— DOCUMENT PASSAGE —
************
I was wondering if you could discuss the different attitudes Peruvian migrants have towards audio-cassettes and videocassettes, and how these different media ideologies shaped the genres people use to circulate images and stories circulated between Peru and the U.S.

Absolutely. Most recent migrants are constantly preoccupied with maintaining the social bonds of kinship with family and relatives left behind via long-distance communication, remitting small amounts of money from their meager entry-level U.S. salaries, and by circulating a variety of material and media objects. In this way, they seek to remain emotionally connected and relevant in the everyday lives of their families in Peru and socially visible in the communities they left behind. For example, in Chapter 3, I evoke the concept of “remote sensing” specifically to discuss the attempts of migrant parents to “feel” and “know” their children’s lives and whereabouts from afar. This communicative, sensory, and mediated practice, which employ both aural and visual technologies, regularly plays out against dominant social norms that cast “communicative” migrants abroad in a favorable light back home as caring mothers, responsible fathers, dutiful daughters, and reliable and dependable “hijos ausentes” (that is, absent sons and daughters of their rural communities of origin). But in the context of the prolonged separation caused by migration, “remote sensing”, I suggest, amplifies rather than ameliorates the social and emotional struggles of transnational families, because participants are often not able to perform according to the roles set for them by gendered and intergenerational normative frameworks. In this way, long-distance communication, as a form of social, cultural, and affective practice, is often fraught with tension, uncertainty, and power inequalities.

Some migrants in my study preferred visual means of communication and they claimed it gave them the added effect of seeing their loved ones. There was often an assumption that you can “fake it” over the phone but you cannot conceal your true feelings when video chatting (even if all forms of communication are of course performative – also face-to-face communication whether mediated by video or not). Many migrants also “produced” videos to send to their family members – either of everyday life or special occasions such as community events or fiestas. I show in the book how video production, consumption, and circulation figure centrally in migrants’ staging of their own social visibility as “worldly” and “cosmopolitan” ex-campesinos. Participants in my study were highly invested in monitoring, selecting, and negotiating the criteria for which images of migrant life abroad could be shared with those back in Peru and what, in turn, had to be made invisible and left out of circulation to avoid rumors, tensions, and accusations within transnational families or among paisanos back home. Of course sometimes particular image objects escaped intended networks of circulation and moved beyond specific audiences. In these cases, imagery served as “visual evidence” that could complicate people’s efforts of self-fashioning. I show how such revelations have implications for the production of social cohesion within transnational migrant collectivities, and how circulating images may serve as new forms of social control and surveillance. In sum, visual and oral forms of communication have significant differences but both extend and also complicate social relations and in their own way expose the inherent tensions and ambiguities of the migrant/transnational condition of Andean Peruvians.You published this book before Trump was elected, turning anti-immigration sentiment into an official government position. If you had a chance to talk to a room full of Trump supporters who were willing to listening respectfully to academics, what would you like them to know about your research?
************
— WHAT YOU NEED TO DO —
1. Condense the paragraph of the interview excerpt that begins "Absolutely. Most recent migrants" into a short bulleted list that keeps its main facts.
2. Please return the part of the interview excerpt from "I was wondering" to "and the U.S.", word for word.

— Rows from a data source —
************
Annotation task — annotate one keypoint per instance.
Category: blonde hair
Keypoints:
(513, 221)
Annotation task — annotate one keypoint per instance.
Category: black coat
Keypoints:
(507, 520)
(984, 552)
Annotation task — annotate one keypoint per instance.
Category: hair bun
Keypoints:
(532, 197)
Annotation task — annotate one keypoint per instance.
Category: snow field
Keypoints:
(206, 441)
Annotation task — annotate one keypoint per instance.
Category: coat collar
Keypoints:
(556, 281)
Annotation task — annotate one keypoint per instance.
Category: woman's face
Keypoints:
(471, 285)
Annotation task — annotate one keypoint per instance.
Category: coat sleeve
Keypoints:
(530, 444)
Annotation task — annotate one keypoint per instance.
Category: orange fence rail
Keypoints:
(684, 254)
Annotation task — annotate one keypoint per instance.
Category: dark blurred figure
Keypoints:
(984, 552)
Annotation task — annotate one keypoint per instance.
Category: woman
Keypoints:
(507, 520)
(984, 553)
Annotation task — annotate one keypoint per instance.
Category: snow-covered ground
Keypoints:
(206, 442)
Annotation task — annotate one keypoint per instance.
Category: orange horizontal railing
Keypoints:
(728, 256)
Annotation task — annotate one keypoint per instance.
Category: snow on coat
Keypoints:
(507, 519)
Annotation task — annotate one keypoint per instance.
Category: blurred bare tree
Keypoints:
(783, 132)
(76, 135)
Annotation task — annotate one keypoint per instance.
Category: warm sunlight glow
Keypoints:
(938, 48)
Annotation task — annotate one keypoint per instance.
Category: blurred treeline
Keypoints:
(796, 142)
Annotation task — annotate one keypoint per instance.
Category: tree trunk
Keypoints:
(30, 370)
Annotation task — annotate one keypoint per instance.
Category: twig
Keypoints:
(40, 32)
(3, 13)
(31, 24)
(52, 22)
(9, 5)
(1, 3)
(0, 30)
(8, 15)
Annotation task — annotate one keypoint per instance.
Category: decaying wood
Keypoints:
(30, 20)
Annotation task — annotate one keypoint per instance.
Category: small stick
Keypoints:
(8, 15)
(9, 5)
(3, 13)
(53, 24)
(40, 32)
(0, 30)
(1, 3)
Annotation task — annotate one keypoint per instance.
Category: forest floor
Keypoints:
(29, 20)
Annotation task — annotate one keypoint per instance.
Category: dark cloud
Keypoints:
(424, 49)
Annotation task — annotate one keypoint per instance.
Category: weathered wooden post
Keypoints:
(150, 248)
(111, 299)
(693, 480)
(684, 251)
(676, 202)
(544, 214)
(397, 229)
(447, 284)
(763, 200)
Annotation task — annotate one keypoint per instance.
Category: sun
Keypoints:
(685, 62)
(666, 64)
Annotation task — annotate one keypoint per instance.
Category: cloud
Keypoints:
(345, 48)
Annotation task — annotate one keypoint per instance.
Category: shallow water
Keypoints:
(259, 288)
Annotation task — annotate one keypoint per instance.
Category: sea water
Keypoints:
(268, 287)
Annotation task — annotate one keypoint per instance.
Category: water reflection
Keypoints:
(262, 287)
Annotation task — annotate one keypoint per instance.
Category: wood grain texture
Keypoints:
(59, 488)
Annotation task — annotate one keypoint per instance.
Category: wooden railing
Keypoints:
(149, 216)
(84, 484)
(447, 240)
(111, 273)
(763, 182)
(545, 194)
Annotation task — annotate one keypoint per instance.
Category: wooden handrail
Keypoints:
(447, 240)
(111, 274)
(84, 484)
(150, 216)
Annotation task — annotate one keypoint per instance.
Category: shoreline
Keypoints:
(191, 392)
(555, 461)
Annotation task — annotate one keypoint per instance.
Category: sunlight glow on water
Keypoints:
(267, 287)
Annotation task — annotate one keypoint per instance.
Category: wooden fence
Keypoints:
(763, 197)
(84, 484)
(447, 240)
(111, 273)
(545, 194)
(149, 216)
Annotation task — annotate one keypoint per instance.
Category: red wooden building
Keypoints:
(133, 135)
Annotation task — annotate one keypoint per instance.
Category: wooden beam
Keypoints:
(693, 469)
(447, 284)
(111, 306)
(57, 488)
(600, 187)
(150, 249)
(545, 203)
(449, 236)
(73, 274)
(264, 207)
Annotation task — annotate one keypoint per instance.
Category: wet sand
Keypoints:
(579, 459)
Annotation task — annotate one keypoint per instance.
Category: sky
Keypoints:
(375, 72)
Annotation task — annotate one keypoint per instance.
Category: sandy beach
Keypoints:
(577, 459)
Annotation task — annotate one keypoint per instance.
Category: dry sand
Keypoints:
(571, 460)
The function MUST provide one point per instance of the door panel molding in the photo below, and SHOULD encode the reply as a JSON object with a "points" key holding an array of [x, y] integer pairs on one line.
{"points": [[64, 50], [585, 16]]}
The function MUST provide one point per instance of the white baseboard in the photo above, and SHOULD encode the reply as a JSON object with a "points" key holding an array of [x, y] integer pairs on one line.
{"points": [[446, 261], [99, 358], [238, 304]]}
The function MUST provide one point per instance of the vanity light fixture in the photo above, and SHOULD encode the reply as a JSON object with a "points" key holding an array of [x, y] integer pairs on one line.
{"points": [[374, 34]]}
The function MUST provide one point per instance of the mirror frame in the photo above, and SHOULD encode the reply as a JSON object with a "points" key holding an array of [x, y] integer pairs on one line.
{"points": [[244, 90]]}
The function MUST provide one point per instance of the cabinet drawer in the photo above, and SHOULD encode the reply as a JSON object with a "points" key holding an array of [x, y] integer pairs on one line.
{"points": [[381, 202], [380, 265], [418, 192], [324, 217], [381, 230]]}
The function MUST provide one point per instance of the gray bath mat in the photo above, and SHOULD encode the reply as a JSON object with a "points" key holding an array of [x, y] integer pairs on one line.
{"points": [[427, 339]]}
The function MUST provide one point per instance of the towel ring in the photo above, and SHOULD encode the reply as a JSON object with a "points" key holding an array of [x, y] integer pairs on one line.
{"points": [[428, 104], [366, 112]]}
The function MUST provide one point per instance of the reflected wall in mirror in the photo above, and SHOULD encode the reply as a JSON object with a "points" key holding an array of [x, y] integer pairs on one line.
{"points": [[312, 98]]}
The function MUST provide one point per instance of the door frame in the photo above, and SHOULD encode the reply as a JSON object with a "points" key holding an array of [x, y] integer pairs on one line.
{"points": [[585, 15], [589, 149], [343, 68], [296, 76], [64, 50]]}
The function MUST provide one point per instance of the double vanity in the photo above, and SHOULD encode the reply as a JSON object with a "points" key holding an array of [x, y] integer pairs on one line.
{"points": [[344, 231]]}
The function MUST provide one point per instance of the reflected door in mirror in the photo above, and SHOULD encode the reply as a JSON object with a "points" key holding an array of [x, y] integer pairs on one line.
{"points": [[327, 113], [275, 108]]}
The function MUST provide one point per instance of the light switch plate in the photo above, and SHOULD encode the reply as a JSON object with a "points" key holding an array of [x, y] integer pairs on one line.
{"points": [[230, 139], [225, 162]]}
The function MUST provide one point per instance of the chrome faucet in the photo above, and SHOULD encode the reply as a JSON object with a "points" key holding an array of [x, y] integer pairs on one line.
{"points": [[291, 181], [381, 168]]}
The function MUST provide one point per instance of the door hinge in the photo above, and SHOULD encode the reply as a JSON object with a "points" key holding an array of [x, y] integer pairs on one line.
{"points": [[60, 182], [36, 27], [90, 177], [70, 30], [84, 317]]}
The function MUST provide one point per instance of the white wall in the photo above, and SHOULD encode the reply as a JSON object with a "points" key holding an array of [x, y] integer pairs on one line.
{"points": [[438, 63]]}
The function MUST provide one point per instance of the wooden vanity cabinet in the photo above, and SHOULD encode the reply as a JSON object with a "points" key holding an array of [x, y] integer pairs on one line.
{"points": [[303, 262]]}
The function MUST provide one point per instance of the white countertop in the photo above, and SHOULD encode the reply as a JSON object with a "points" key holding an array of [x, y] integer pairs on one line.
************
— THE RESPONSES —
1.
- Recent migrants try to keep kinship ties with family in Peru. They do this through long-distance communication, small remittances from meager entry-level U.S. salaries, and by sending material and media objects.
- Their aim is to stay emotionally connected and relevant in their families' everyday lives and socially visible in the communities they left.
- Chapter 3 of the book uses the concept of "remote sensing" for migrant parents' attempts to "feel" and "know" their children's lives and whereabouts from afar, using both aural and visual technologies.
- Norms back home cast "communicative" migrants favorably, as caring mothers, responsible fathers, dutiful daughters, and dependable "hijos ausentes."
- Under prolonged separation, "remote sensing" amplifies rather than ameliorates the struggles of transnational families. Participants often cannot perform the roles set by gendered and intergenerational norms.
- Long-distance communication is therefore often fraught with tension, uncertainty, and power inequalities.

2.
I was wondering if you could discuss the different attitudes Peruvian migrants have towards audio-cassettes and videocassettes, and how these different media ideologies shaped the genres people use to circulate images and stories circulated between Peru and the U.S.